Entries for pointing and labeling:
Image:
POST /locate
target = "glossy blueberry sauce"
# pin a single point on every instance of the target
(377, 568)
==
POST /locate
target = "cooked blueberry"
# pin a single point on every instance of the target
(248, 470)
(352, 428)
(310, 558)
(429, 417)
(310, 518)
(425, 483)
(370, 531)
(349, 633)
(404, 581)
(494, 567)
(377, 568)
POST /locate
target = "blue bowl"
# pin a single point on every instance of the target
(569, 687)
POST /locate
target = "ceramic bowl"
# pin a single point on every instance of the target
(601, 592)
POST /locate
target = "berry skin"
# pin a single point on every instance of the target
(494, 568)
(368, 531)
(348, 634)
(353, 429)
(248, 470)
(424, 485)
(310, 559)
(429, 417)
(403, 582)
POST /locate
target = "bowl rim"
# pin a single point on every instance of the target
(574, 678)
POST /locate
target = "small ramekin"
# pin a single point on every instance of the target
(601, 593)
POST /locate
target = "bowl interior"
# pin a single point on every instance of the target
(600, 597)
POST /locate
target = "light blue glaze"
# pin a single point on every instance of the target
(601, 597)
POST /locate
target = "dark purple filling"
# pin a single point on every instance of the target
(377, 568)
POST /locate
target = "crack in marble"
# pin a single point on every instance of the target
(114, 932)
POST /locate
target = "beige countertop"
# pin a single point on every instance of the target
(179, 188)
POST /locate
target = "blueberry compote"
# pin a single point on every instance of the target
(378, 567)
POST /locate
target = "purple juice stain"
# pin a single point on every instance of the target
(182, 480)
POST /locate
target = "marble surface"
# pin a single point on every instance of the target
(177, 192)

**Prompt**
Pick out each line of the data above that contains the string "marble" and copy every such line in full. Treat the match as case-sensitive.

**Exercise response**
target = "crack in marble"
target = "marble surface"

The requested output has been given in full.